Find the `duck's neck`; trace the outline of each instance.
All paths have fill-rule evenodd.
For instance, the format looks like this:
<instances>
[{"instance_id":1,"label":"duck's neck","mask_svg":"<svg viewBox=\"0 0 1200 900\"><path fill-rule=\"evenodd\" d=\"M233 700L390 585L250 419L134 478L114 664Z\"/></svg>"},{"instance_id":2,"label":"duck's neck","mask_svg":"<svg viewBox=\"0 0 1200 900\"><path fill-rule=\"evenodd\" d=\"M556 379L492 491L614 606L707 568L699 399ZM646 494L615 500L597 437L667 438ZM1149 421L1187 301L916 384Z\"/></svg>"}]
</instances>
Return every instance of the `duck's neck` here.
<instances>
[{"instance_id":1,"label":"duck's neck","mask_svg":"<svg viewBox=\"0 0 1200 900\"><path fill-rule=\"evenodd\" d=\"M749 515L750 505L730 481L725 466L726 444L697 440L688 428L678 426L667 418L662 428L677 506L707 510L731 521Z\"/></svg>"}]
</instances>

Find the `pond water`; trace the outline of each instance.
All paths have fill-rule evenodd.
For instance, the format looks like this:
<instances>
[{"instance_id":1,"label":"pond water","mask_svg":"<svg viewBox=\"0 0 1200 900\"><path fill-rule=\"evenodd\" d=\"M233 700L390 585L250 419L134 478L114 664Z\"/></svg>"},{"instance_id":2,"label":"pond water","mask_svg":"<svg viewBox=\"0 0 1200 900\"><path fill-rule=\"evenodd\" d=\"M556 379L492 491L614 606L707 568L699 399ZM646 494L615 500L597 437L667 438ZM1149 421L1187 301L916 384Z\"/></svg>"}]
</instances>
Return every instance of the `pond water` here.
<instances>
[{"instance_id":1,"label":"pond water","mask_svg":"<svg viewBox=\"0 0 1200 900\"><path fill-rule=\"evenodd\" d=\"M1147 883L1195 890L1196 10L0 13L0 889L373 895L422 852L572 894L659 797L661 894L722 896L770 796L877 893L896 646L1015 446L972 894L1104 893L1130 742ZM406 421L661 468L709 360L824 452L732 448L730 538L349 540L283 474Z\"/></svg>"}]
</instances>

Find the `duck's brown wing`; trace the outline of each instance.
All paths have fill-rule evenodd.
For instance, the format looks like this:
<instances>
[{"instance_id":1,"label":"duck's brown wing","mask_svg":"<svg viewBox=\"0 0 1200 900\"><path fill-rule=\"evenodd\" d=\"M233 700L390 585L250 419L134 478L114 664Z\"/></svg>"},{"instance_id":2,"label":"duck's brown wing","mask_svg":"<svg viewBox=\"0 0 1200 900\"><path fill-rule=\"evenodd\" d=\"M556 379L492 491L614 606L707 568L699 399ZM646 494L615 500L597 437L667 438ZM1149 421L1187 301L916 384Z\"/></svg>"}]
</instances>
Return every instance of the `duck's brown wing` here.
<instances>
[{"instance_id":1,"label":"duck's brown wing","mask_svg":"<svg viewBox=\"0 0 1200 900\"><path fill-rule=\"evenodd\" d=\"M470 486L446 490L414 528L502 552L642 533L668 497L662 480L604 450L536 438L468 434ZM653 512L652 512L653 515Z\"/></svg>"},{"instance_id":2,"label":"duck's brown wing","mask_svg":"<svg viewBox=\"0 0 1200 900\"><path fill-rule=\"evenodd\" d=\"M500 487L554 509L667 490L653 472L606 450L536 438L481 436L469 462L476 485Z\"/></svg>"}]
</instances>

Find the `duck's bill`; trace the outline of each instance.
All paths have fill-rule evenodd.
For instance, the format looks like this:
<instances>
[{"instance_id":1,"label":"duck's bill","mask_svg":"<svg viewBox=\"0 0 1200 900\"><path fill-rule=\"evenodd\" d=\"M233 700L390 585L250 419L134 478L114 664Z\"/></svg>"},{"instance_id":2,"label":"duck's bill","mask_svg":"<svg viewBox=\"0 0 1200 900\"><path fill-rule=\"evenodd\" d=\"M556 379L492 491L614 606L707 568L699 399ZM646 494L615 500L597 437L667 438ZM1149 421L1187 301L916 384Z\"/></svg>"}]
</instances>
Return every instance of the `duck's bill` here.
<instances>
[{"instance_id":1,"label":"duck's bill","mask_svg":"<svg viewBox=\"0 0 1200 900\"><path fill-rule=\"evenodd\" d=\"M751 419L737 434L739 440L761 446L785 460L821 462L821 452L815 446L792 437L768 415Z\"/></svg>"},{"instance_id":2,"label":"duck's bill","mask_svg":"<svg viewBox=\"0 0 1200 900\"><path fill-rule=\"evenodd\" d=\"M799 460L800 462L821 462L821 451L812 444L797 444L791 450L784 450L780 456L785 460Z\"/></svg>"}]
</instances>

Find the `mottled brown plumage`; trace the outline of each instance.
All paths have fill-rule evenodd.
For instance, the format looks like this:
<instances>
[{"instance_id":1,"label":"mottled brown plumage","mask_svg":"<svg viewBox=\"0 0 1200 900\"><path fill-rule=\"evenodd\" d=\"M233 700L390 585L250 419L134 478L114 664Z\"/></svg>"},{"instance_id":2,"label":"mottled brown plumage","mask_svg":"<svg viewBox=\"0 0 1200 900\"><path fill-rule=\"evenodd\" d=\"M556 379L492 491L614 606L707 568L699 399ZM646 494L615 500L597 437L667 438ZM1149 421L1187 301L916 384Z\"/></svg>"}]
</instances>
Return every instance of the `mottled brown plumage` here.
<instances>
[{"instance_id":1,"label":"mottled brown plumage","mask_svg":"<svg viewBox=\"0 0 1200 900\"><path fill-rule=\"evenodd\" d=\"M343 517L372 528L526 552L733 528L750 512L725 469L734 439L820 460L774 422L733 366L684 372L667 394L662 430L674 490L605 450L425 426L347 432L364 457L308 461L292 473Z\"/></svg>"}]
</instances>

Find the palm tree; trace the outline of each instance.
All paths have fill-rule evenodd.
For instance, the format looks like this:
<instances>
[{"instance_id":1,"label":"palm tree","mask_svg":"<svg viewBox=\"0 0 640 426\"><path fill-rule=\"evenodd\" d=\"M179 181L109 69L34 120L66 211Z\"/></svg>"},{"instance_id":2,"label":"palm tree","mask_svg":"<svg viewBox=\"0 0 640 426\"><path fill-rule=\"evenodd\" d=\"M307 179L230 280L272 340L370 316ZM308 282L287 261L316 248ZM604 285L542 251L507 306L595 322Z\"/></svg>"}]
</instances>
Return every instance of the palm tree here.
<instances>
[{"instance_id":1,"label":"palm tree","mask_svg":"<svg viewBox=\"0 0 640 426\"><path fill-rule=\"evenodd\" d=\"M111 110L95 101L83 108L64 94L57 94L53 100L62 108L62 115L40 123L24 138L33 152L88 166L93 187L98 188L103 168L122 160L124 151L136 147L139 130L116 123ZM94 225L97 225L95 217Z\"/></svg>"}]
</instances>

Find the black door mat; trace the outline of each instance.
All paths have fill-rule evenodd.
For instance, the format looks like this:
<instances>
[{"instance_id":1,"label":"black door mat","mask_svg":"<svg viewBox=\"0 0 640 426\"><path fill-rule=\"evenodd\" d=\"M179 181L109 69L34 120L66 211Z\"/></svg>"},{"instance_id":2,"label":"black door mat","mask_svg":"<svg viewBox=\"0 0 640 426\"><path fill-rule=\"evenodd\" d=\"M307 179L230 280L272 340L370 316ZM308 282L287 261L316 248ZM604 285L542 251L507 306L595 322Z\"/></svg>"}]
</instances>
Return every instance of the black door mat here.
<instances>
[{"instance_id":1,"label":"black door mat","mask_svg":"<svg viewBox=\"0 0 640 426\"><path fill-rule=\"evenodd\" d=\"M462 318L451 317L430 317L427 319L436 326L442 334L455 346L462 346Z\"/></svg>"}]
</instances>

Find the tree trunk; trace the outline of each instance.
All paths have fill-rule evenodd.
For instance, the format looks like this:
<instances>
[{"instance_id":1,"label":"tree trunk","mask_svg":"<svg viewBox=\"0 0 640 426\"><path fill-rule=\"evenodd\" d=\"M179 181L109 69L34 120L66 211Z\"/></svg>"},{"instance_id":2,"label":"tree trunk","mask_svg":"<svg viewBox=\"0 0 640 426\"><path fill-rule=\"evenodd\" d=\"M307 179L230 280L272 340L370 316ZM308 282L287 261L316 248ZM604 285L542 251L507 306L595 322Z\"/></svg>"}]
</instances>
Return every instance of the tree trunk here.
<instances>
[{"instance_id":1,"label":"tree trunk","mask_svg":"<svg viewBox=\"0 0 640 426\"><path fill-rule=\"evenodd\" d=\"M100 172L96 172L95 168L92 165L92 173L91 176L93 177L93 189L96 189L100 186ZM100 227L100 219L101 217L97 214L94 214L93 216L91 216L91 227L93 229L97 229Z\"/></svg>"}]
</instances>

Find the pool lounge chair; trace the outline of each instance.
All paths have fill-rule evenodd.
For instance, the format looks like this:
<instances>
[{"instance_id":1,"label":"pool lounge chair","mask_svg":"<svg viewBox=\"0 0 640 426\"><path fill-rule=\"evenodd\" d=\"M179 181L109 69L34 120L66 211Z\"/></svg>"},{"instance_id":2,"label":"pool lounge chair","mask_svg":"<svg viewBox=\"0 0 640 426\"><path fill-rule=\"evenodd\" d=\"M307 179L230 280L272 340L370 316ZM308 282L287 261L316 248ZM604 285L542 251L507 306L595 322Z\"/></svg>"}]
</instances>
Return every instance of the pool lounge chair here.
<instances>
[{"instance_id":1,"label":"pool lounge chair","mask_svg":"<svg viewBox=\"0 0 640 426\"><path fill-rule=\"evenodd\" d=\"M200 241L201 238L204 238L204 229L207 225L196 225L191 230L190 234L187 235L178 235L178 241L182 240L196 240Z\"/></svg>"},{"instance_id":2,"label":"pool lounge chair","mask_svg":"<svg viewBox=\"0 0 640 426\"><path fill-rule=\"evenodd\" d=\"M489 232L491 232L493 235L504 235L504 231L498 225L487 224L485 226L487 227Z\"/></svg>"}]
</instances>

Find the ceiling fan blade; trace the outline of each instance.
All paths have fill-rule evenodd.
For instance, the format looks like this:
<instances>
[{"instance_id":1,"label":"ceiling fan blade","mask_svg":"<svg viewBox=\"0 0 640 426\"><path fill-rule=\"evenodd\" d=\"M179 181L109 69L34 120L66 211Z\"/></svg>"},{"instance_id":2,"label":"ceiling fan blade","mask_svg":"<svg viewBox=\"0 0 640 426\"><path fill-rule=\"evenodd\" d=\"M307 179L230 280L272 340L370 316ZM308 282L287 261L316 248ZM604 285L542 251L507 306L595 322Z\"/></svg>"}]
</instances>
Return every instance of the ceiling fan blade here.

======

**TO BE DONE:** Transcribe exactly, and only, the lines from the one bearing "Find the ceiling" through the last line of the entries, counting both.

**RESPONSE:**
Find the ceiling fan blade; trace the outline of each instance.
All paths have fill-rule evenodd.
For instance, the format looks like this:
<instances>
[{"instance_id":1,"label":"ceiling fan blade","mask_svg":"<svg viewBox=\"0 0 640 426\"><path fill-rule=\"evenodd\" d=\"M179 181L109 69L34 120L66 211Z\"/></svg>"},{"instance_id":2,"label":"ceiling fan blade","mask_svg":"<svg viewBox=\"0 0 640 426\"><path fill-rule=\"evenodd\" d=\"M307 179L230 280L272 340L370 316ZM308 282L287 261L316 248ZM604 285L542 251L507 306L595 322Z\"/></svg>"}]
</instances>
Return every instance of the ceiling fan blade here.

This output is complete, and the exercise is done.